*** Data to use ***

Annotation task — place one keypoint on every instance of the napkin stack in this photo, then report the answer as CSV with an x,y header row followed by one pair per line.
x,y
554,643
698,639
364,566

*** End of Data to use ***

Every record above is to be written out exactly.

Annotation task — place one keypoint on every instance of the napkin stack in this photo, then report the answer as CSV with an x,y header row followed by one pair per line.
x,y
554,643
698,639
364,566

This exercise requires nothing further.